> [Task] Quote, word for word, every line of the listing from the line holding "on the wrought" through the end of the listing, both ends included.
##########
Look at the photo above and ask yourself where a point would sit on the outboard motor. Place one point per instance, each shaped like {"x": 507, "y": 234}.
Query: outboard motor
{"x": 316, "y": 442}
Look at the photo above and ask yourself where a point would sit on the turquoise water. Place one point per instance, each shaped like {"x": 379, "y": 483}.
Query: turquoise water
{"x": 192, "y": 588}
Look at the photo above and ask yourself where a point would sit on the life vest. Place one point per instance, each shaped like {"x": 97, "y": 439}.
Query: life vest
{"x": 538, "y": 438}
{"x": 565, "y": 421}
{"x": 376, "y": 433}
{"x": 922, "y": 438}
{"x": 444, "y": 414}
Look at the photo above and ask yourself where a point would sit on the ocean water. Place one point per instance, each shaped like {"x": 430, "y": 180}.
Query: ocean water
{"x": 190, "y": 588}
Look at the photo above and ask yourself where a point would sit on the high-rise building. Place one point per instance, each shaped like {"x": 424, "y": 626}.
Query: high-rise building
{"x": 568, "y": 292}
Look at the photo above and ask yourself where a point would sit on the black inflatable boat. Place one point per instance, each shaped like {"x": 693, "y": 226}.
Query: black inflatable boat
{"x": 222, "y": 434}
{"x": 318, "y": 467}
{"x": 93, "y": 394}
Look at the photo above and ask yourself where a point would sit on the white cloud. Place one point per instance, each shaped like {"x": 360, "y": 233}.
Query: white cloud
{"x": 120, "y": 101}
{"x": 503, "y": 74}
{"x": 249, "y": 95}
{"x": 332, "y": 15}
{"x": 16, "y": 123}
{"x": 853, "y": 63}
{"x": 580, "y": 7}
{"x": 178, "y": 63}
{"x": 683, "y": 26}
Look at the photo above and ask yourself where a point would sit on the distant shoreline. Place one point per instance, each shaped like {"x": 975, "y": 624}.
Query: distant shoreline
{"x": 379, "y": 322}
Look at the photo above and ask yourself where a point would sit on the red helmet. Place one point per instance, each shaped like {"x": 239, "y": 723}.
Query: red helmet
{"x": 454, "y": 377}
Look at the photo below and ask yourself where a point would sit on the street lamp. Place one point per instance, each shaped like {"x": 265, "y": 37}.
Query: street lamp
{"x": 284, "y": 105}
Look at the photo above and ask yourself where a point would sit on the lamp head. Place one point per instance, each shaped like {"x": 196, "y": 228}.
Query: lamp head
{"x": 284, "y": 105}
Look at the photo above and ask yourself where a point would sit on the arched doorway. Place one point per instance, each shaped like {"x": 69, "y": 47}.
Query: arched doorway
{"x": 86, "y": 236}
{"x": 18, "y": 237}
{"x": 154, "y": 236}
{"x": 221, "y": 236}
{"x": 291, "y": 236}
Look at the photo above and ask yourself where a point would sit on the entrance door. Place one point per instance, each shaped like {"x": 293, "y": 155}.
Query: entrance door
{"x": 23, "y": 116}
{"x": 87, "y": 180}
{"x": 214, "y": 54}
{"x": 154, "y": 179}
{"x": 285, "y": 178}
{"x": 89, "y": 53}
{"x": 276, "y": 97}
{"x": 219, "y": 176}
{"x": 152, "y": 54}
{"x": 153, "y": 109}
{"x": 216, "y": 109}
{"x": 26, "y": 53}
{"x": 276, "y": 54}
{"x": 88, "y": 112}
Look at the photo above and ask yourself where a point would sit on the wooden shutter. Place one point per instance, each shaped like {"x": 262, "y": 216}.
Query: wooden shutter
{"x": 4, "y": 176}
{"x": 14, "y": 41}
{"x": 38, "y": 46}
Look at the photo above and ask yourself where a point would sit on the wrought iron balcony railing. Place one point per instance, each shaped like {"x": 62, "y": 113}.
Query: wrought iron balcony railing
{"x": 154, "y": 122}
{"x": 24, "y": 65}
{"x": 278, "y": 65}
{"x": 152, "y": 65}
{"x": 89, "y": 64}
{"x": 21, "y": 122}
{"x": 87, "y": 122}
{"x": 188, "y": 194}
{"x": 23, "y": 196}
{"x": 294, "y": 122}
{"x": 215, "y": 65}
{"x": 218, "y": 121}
##########
> [Output for this task]
Look at the photo above and ask yourself where a point would sit on the wrought iron balcony railing. Place one point per instance, each shaped like {"x": 62, "y": 113}.
Query: wrought iron balcony railing
{"x": 154, "y": 122}
{"x": 24, "y": 65}
{"x": 278, "y": 65}
{"x": 152, "y": 65}
{"x": 89, "y": 64}
{"x": 21, "y": 122}
{"x": 87, "y": 122}
{"x": 188, "y": 194}
{"x": 23, "y": 196}
{"x": 294, "y": 122}
{"x": 215, "y": 65}
{"x": 218, "y": 121}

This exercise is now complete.